Segment Open
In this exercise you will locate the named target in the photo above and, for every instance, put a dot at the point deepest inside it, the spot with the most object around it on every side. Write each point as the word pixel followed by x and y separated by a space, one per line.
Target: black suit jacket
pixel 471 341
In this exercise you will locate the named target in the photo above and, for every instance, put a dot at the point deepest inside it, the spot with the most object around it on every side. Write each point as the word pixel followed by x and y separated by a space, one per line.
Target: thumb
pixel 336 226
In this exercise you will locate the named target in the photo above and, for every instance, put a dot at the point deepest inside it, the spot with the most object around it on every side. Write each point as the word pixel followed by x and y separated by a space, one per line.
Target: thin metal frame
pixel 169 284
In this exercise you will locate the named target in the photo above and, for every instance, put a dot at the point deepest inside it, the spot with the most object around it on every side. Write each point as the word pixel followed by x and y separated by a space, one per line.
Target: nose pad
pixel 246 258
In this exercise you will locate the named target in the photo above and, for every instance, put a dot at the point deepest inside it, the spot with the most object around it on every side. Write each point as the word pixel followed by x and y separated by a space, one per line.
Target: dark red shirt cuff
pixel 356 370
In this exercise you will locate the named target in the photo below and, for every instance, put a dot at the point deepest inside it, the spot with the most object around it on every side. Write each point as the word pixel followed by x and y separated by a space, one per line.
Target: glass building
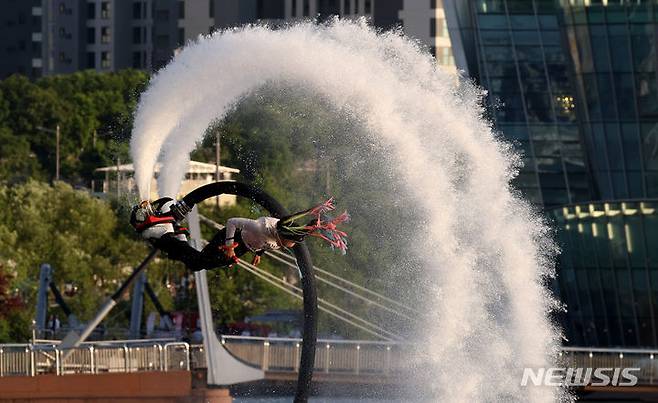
pixel 609 272
pixel 514 49
pixel 573 83
pixel 613 53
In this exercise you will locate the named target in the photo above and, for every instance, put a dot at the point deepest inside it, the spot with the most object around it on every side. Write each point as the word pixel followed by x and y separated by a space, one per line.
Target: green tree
pixel 93 110
pixel 79 236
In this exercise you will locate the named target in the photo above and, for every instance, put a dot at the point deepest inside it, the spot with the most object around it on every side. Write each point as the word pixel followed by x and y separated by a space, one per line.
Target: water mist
pixel 485 252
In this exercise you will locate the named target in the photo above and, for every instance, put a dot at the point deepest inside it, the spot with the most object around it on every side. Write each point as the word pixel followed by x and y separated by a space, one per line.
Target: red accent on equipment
pixel 153 220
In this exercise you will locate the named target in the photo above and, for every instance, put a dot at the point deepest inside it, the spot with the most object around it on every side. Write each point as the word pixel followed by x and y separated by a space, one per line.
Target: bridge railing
pixel 335 356
pixel 35 359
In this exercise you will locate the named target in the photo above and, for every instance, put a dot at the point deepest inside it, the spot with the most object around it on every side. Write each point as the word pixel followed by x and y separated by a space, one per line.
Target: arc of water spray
pixel 490 318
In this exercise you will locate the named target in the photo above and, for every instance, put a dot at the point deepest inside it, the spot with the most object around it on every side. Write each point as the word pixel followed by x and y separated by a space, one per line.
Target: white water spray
pixel 484 248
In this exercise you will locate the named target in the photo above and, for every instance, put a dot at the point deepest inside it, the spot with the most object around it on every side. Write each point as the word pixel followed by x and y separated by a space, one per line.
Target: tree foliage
pixel 94 112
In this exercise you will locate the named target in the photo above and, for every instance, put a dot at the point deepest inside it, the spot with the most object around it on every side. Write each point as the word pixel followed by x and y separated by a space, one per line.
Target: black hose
pixel 303 256
pixel 124 286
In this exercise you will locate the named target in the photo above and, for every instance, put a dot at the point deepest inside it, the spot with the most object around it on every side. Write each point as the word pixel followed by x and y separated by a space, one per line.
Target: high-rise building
pixel 516 53
pixel 43 37
pixel 574 84
pixel 426 21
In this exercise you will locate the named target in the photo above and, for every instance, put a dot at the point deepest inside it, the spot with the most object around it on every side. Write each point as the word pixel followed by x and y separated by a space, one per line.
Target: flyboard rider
pixel 155 222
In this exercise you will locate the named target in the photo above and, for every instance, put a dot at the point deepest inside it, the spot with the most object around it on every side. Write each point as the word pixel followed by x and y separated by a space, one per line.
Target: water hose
pixel 310 299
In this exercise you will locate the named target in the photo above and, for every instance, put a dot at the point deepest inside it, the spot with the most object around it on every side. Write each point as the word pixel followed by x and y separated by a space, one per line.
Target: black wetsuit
pixel 212 256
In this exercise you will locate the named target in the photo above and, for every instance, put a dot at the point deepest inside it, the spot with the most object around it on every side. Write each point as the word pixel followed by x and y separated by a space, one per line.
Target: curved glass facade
pixel 613 52
pixel 609 272
pixel 520 60
pixel 574 83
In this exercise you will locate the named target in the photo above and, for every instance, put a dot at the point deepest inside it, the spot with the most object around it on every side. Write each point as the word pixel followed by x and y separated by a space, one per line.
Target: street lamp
pixel 56 132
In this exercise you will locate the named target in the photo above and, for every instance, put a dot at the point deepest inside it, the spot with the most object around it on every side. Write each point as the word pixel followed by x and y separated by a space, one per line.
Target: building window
pixel 441 28
pixel 137 35
pixel 137 11
pixel 91 60
pixel 162 41
pixel 106 33
pixel 106 61
pixel 105 10
pixel 162 15
pixel 137 60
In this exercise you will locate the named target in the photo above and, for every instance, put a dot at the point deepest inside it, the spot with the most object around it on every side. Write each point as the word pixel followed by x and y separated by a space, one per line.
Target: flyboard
pixel 218 356
pixel 223 368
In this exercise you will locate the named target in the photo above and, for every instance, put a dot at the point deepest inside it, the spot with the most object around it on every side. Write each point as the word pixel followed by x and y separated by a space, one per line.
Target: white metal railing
pixel 93 358
pixel 332 356
pixel 358 357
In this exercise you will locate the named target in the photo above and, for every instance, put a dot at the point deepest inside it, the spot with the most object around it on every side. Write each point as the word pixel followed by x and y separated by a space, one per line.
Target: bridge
pixel 361 362
pixel 229 360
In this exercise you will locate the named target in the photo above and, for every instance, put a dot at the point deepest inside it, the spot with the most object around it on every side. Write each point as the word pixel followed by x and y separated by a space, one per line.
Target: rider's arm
pixel 238 223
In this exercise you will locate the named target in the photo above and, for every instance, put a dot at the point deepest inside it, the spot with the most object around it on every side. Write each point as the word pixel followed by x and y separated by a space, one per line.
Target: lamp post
pixel 217 162
pixel 56 132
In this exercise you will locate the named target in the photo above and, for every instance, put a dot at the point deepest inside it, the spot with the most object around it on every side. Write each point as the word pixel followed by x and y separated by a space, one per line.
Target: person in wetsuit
pixel 156 224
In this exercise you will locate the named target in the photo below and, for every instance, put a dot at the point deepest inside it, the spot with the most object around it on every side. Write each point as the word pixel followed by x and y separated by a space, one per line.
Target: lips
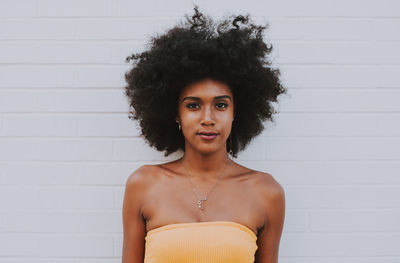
pixel 207 135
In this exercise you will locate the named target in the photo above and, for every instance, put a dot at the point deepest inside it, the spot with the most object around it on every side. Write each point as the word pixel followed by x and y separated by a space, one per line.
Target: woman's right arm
pixel 134 226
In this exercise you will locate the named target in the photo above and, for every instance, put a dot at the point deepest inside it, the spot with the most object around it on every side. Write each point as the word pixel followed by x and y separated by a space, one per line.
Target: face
pixel 206 107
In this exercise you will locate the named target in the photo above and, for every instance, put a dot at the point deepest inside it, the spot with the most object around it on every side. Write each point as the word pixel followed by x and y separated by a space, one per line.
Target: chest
pixel 171 201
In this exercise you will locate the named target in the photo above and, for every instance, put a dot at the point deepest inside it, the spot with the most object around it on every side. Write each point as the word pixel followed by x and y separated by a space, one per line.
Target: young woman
pixel 204 89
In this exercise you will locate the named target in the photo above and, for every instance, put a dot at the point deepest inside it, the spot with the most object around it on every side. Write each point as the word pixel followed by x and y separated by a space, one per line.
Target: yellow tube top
pixel 201 242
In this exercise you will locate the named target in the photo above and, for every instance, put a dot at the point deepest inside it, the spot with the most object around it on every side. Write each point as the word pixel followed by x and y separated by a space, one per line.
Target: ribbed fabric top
pixel 201 242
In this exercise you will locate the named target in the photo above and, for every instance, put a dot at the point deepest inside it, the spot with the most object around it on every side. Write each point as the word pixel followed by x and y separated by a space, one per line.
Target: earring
pixel 230 144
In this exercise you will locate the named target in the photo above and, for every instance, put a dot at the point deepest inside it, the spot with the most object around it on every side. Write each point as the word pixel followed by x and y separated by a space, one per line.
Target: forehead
pixel 206 89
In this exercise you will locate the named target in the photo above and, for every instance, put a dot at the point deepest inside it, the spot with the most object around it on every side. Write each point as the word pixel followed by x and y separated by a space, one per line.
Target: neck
pixel 205 166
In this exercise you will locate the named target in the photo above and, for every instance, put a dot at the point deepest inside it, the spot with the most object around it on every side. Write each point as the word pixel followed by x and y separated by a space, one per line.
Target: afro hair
pixel 200 49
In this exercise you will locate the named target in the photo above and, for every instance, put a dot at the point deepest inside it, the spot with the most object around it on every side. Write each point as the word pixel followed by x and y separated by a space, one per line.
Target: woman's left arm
pixel 273 197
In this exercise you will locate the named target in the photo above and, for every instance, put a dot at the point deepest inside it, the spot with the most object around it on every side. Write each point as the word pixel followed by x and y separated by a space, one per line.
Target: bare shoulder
pixel 139 182
pixel 267 184
pixel 270 192
pixel 141 176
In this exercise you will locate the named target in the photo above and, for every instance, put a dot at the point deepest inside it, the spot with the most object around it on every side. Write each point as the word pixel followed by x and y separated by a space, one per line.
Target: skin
pixel 249 197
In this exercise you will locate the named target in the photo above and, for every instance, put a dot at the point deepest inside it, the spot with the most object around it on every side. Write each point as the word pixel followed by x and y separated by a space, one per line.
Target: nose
pixel 207 116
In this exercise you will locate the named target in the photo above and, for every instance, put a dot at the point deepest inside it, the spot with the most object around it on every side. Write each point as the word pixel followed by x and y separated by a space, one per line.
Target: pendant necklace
pixel 201 200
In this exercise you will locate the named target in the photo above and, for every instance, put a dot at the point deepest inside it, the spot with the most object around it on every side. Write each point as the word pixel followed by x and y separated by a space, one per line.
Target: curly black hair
pixel 201 49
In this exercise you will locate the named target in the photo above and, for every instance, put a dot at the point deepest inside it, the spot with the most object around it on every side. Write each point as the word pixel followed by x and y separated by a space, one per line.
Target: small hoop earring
pixel 230 144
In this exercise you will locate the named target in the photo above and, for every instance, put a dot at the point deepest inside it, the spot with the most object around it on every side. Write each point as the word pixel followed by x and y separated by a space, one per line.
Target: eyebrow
pixel 215 98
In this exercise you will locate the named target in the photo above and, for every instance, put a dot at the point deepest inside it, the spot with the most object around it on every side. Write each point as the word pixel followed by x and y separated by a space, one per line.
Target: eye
pixel 191 105
pixel 222 105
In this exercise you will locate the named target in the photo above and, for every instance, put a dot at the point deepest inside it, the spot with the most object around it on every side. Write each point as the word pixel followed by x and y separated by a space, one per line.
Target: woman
pixel 204 89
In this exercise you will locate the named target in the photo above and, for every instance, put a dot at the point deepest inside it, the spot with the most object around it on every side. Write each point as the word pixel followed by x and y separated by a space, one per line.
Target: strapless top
pixel 201 242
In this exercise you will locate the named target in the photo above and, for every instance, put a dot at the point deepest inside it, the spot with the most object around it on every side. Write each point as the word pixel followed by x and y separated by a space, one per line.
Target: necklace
pixel 201 200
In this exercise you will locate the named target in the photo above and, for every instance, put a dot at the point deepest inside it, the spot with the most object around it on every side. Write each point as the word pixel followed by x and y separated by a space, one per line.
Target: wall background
pixel 67 145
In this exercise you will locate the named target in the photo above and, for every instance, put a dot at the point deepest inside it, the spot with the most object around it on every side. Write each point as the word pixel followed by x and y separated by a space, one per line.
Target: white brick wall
pixel 67 145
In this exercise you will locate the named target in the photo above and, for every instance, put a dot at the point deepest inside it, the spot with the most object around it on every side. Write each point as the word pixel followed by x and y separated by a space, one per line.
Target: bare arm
pixel 133 223
pixel 269 236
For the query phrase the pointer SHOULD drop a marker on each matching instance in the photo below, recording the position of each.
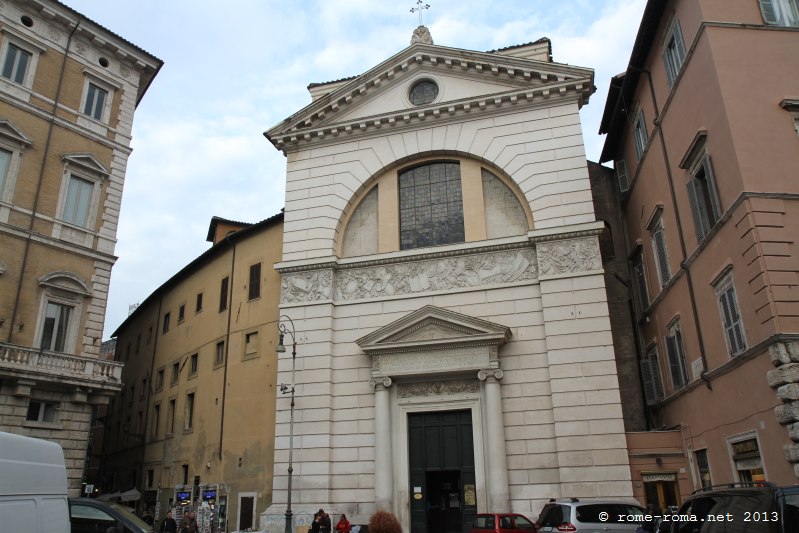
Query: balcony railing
(60, 365)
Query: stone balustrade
(59, 365)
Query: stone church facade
(441, 269)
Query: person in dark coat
(168, 524)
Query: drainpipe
(227, 345)
(50, 125)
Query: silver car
(572, 515)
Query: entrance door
(441, 460)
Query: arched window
(431, 205)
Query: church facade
(442, 279)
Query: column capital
(384, 382)
(490, 374)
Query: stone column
(384, 467)
(498, 492)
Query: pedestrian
(315, 523)
(168, 524)
(343, 525)
(324, 522)
(384, 522)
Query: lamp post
(288, 389)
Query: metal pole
(291, 437)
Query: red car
(501, 523)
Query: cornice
(397, 257)
(294, 137)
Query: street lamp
(286, 389)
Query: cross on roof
(420, 8)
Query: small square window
(39, 411)
(220, 353)
(17, 61)
(251, 342)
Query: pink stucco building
(702, 131)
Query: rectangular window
(56, 327)
(730, 316)
(641, 292)
(650, 371)
(703, 466)
(658, 236)
(621, 175)
(255, 281)
(189, 411)
(640, 136)
(703, 197)
(16, 64)
(778, 12)
(223, 294)
(220, 353)
(39, 411)
(5, 163)
(431, 205)
(78, 201)
(673, 53)
(747, 460)
(156, 421)
(95, 101)
(676, 353)
(170, 421)
(251, 342)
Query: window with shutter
(640, 136)
(650, 372)
(621, 175)
(730, 316)
(676, 354)
(661, 253)
(673, 52)
(780, 12)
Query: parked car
(501, 523)
(33, 485)
(754, 508)
(589, 516)
(93, 516)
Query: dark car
(753, 508)
(92, 516)
(501, 523)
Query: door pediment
(433, 340)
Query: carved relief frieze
(569, 256)
(438, 388)
(311, 286)
(442, 274)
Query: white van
(33, 486)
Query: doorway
(441, 473)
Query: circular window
(423, 92)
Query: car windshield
(140, 526)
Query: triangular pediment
(468, 82)
(431, 328)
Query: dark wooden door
(441, 462)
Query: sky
Segment Closed
## WORK TASK
Please print the lines from the one containing "Query: church facade" through the last line of the material, exactly, and leave out all other lines.

## PROBLEM SOLUTION
Query: church facade
(442, 279)
Query: column capital
(384, 382)
(490, 374)
Query: stone column
(384, 467)
(498, 492)
Query: pedestrian
(315, 523)
(168, 524)
(343, 525)
(324, 522)
(384, 522)
Query: lamp post
(288, 389)
Query: metal pole
(291, 437)
Query: red car
(501, 523)
Query: cornice
(397, 257)
(294, 137)
Query: street lamp
(286, 389)
Query: cross on roof
(420, 8)
Query: small square window
(39, 411)
(220, 353)
(17, 61)
(251, 342)
Query: pink stucco building
(702, 131)
Query: rectangular window
(56, 327)
(730, 316)
(641, 292)
(650, 371)
(703, 466)
(658, 236)
(621, 175)
(255, 281)
(189, 411)
(640, 136)
(703, 197)
(16, 64)
(778, 12)
(223, 294)
(220, 353)
(39, 411)
(5, 163)
(431, 205)
(78, 201)
(673, 53)
(747, 460)
(156, 421)
(95, 101)
(676, 353)
(170, 421)
(251, 342)
Query: window with shutter
(640, 136)
(650, 372)
(621, 175)
(730, 316)
(676, 354)
(661, 253)
(673, 52)
(780, 12)
Query: parked car
(501, 523)
(33, 485)
(754, 508)
(589, 516)
(93, 516)
Query: dark car
(753, 508)
(92, 516)
(501, 523)
Query: door pediment
(433, 340)
Query: carved relief frieze
(569, 256)
(438, 388)
(311, 286)
(442, 274)
Query: white van
(33, 486)
Query: doorway
(441, 473)
Query: circular window
(423, 92)
Query: car windshield
(140, 526)
Query: triangular pediment
(468, 82)
(431, 328)
Query: dark wooden door
(441, 462)
Query: sky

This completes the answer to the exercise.